*Extrait du texte:*
Turin : le festival Teatro a corte du 7 au 25 juillet

Un autre regard européen

Turin : le festival Teatro a corte du 7 au 25 juillet

A force de ne voir le théâtre que de Paris, d’Avignon et de quelques places fortes berlinoises, l’intelligentsia française se contente avec gloriole d’une vision partielle du théâtre européen. Aller ailleurs, par exemple au festival d’Almada au Portugal ou « fringe » d’Edimbourg, permet de corriger une vision bien souvent arc-boutée sur le renom d’artistes qui s’adoubent entre eux.

Le festival Teatro a corte, qui s’est tenu à Turin du 7 au 25 juillet, fait aussi parti de ces moments passionnants où l’on juge le théâtre vivant avec d’autres repères et à une autre échelle. Son directeur, Bppe Navello, tisse habilement plusieurs fils : il donne une place normale mais non centrale à la création italienne, favorise la coopération franco-italienne et s’ouvre à certains pays européens, tout en mettant sur le même plan théâtre, danse et cirque – et en utilisant les demeures et palais de Turin et du Piémont.

D’ailleurs, conformément aux mouvements qui se secouent l’art d’aujourd’hui, on ne sait plus parfois dans quelle discipline on se trouve. Les artistes emploient plusieurs langages à la fois et, quand le programme indique « danse », on peut se trouver face à quelque chose qui relève plus du cabaret ou du show circassien.

*Consignes:*
(a) Pour chacune des affirmations suivantes, dites si elle est conforme à l'article sur le festival Teatro a corte (oui ou non) et citez à l'identique les mots du texte qui tranchent. (i) Le festival s'est tenu à Turin du 7 au 25 juillet. (ii) Le directeur du festival accorde une place centrale à la création italienne. (iii) Le festival met sur le même plan théâtre, danse et cirque.
(b) Dans les entrées, recopiez le passage allant du début jusqu'à la ligne contenant « 52 L 139 58 » incluse, en remplaçant « road sign » par « traffic sign » sans rien modifier d'autre. Ne donnez que ce passage.

*Données fournies:*
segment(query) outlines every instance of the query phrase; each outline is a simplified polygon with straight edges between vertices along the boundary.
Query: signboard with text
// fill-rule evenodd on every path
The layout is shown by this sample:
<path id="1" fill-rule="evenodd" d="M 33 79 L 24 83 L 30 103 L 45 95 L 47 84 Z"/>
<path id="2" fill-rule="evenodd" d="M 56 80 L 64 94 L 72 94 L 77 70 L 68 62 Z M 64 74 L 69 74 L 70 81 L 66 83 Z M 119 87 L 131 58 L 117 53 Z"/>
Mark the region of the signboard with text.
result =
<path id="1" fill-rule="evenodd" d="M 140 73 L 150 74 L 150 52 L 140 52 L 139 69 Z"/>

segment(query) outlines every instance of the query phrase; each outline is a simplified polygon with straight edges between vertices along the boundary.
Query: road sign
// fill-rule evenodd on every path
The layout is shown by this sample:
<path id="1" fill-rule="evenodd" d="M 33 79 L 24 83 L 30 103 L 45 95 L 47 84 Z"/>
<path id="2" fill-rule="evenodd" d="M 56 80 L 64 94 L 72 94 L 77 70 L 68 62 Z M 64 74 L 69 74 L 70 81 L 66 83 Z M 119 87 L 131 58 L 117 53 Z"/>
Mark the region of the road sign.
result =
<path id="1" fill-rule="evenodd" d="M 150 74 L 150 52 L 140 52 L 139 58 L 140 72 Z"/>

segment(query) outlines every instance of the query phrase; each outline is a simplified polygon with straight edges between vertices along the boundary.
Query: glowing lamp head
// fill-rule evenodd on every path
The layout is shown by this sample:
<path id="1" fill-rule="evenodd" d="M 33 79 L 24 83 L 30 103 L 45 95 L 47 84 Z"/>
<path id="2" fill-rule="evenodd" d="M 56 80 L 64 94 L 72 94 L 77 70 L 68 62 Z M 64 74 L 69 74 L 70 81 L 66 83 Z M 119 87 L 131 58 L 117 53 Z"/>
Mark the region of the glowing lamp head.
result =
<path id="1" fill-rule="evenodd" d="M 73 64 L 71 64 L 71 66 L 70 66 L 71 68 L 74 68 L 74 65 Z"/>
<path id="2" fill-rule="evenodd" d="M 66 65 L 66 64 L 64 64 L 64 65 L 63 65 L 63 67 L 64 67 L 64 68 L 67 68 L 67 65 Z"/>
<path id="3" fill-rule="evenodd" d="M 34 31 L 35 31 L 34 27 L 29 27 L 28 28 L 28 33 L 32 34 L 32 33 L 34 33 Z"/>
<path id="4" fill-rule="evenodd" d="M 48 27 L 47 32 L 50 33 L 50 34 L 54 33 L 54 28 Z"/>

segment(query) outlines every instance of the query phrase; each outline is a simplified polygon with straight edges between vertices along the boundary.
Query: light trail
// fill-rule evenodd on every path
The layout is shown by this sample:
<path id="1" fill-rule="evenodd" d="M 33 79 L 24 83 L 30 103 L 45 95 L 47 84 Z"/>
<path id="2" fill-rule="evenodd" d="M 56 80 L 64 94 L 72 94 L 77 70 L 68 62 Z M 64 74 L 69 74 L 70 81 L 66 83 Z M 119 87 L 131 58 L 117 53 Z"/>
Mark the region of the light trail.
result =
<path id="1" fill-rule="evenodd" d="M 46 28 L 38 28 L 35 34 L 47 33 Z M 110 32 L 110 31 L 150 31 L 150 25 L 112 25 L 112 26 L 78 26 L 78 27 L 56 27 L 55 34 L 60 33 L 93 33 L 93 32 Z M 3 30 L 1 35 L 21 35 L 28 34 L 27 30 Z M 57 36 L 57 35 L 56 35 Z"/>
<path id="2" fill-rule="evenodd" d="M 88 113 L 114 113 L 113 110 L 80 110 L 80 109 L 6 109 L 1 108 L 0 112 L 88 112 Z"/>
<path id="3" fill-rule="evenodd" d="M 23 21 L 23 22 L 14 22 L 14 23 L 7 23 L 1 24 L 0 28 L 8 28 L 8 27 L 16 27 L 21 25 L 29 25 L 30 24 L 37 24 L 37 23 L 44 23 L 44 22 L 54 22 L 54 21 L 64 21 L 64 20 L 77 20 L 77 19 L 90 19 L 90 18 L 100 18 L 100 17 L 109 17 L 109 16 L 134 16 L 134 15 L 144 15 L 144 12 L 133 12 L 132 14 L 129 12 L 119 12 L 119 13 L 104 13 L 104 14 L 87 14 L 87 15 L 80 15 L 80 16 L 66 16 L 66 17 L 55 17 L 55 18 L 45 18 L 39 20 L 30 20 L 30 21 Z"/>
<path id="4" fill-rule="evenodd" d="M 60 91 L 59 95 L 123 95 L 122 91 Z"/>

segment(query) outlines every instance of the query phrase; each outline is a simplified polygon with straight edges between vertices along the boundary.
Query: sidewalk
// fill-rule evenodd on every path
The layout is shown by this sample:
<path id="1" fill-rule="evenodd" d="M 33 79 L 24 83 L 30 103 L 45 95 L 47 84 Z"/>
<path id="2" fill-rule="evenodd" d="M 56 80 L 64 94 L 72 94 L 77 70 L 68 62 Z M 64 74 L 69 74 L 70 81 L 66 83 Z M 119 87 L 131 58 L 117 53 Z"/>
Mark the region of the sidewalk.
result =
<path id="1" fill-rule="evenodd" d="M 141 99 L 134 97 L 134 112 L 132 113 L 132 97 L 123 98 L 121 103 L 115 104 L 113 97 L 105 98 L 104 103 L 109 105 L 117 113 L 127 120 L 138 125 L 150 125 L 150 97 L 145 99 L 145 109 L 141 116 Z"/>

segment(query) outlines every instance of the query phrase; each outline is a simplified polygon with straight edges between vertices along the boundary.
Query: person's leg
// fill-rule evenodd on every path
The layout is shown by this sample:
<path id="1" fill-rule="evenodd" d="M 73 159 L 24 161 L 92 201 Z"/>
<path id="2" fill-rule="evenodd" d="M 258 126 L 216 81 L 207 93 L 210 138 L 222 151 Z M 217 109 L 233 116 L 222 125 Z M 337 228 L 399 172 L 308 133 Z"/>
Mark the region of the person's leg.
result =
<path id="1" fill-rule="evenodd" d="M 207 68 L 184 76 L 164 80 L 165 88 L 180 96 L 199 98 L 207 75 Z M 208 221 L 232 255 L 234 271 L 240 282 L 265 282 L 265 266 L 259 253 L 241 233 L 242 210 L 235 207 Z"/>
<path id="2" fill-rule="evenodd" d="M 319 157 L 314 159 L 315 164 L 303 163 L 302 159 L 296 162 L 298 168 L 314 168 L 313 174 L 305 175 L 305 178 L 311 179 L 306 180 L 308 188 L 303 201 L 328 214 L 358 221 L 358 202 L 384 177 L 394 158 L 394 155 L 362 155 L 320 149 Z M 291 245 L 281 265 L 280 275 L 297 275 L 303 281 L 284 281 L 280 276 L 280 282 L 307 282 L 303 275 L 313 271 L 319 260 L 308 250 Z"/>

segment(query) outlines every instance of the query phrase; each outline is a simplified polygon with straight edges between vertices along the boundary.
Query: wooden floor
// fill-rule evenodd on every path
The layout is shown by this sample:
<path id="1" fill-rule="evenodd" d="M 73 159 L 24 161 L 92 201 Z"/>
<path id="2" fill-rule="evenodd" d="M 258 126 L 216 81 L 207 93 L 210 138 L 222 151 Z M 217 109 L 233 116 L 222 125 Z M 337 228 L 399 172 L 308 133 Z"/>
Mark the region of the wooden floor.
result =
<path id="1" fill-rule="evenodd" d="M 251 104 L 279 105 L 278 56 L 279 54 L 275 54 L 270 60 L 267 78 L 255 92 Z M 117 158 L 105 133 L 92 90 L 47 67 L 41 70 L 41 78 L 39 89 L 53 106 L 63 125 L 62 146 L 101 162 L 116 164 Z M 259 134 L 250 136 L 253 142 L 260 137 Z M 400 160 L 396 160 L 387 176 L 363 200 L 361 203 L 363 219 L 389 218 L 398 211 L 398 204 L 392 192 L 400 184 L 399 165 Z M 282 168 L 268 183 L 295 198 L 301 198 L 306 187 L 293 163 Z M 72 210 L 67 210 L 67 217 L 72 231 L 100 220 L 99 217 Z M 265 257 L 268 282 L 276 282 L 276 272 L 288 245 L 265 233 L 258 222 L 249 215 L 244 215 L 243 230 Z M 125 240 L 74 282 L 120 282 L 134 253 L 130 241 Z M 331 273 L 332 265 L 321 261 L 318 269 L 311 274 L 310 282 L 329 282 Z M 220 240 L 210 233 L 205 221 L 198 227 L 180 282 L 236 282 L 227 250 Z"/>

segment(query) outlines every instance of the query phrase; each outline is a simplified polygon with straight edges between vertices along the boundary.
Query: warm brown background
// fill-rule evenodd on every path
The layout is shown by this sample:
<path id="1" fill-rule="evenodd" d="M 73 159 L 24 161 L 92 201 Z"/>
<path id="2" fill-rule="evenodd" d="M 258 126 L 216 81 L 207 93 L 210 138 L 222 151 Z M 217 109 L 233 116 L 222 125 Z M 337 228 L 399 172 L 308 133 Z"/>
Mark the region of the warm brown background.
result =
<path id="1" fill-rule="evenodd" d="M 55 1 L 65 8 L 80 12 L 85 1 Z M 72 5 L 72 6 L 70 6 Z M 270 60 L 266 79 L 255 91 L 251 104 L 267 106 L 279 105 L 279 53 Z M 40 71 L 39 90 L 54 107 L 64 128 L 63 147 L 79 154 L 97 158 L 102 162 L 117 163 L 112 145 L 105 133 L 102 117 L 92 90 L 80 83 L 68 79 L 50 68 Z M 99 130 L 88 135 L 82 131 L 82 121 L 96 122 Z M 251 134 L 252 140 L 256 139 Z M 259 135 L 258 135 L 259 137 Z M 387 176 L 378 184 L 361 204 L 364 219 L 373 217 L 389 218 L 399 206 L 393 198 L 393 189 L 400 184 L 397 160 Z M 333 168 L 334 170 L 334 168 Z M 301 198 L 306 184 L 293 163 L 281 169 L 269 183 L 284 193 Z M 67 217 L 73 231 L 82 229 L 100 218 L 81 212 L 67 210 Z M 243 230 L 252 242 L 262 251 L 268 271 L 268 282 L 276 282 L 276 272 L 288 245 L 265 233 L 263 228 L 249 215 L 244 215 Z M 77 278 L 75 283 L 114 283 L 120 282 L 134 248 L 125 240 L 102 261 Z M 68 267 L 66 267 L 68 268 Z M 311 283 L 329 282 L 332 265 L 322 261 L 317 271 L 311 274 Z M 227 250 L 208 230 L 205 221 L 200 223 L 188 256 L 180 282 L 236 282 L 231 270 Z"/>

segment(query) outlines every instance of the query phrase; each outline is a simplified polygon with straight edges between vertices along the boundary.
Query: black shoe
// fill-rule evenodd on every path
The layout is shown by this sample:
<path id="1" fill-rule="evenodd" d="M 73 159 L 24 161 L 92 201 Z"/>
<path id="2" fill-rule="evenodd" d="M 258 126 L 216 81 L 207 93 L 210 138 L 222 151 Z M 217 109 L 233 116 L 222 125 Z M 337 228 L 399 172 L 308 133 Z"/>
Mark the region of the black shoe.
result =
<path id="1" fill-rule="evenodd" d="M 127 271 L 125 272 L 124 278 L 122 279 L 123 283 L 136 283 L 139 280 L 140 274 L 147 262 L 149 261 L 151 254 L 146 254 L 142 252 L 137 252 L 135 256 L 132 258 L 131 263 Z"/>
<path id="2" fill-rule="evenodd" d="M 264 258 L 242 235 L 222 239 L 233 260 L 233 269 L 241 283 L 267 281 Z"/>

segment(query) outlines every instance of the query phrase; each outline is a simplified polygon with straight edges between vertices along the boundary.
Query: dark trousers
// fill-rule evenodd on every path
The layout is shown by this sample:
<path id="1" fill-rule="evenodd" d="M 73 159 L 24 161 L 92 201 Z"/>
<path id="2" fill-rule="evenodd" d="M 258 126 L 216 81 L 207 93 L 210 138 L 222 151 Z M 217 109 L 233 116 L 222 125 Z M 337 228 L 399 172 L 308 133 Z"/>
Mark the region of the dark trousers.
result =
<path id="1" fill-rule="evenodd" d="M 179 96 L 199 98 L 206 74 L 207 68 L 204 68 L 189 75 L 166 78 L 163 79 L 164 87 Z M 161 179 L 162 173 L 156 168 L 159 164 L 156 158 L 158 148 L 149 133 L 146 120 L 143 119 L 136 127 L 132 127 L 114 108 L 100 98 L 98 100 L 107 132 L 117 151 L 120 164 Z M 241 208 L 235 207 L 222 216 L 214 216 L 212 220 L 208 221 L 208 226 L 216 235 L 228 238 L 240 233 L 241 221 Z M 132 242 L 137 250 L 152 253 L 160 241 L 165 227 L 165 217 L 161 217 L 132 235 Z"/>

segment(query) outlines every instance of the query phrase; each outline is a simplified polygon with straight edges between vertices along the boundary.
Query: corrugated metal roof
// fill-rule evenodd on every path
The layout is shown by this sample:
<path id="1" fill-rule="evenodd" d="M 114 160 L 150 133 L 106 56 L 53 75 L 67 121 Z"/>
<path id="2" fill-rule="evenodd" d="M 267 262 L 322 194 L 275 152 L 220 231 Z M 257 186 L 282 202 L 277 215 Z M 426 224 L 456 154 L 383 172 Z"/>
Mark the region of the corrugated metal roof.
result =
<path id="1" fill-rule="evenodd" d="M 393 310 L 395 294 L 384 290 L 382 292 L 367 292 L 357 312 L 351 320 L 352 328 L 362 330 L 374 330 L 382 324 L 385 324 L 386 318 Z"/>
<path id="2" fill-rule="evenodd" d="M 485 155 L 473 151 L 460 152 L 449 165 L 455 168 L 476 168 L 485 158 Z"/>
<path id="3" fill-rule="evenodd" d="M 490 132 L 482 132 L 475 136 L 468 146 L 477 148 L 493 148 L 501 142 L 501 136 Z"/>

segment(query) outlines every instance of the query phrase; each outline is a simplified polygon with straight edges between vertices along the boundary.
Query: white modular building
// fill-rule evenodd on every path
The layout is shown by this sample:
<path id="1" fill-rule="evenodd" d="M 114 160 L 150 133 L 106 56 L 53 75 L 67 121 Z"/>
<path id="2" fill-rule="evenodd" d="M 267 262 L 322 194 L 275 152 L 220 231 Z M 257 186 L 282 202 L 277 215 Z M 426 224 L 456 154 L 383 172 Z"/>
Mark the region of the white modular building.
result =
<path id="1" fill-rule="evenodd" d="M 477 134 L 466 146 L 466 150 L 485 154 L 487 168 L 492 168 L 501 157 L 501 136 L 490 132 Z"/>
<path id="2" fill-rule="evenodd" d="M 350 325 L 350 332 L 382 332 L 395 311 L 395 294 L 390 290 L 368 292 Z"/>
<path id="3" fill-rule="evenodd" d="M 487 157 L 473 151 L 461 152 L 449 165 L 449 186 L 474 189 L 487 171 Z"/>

*Réponses attendues:*
(a)
(i) Oui : « qui s’est tenu à Turin du 7 au 25 juillet »
(ii) Non : « il donne une place normale mais non centrale à la création italienne »
(iii) Oui : « tout en mettant sur le même plan théâtre, danse et cirque »

(b)
segment(query) outlines every instance of the query phrase; each outline is a simplified polygon with straight edges between vertices along the boundary.
Query: signboard with text
// fill-rule evenodd on every path
The layout is shown by this sample:
<path id="1" fill-rule="evenodd" d="M 33 79 L 24 83 L 30 103 L 45 95 L 47 84 Z"/>
<path id="2" fill-rule="evenodd" d="M 56 80 L 64 94 L 72 94 L 77 70 L 68 62 Z M 64 74 L 69 74 L 70 81 L 66 83 Z M 119 87 L 131 58 L 117 53 Z"/>
Mark the region of the signboard with text.
result =
<path id="1" fill-rule="evenodd" d="M 140 73 L 150 74 L 150 52 L 140 52 L 139 69 Z"/>

segment(query) outlines every instance of the query phrase; each outline is a simplified polygon with straight edges between vertices along the boundary.
Query: traffic sign
// fill-rule evenodd on every path
The layout is shown by this sample:
<path id="1" fill-rule="evenodd" d="M 33 79 L 24 83 L 30 103 L 45 95 L 47 84 Z"/>
<path id="2" fill-rule="evenodd" d="M 56 80 L 64 94 L 72 94 L 77 70 L 68 62 Z M 64 74 L 69 74 L 70 81 L 66 83 Z M 119 87 L 131 58 L 117 53 Z"/>
Mark the region of the traffic sign.
result =
<path id="1" fill-rule="evenodd" d="M 150 74 L 150 52 L 140 52 L 139 58 L 140 72 Z"/>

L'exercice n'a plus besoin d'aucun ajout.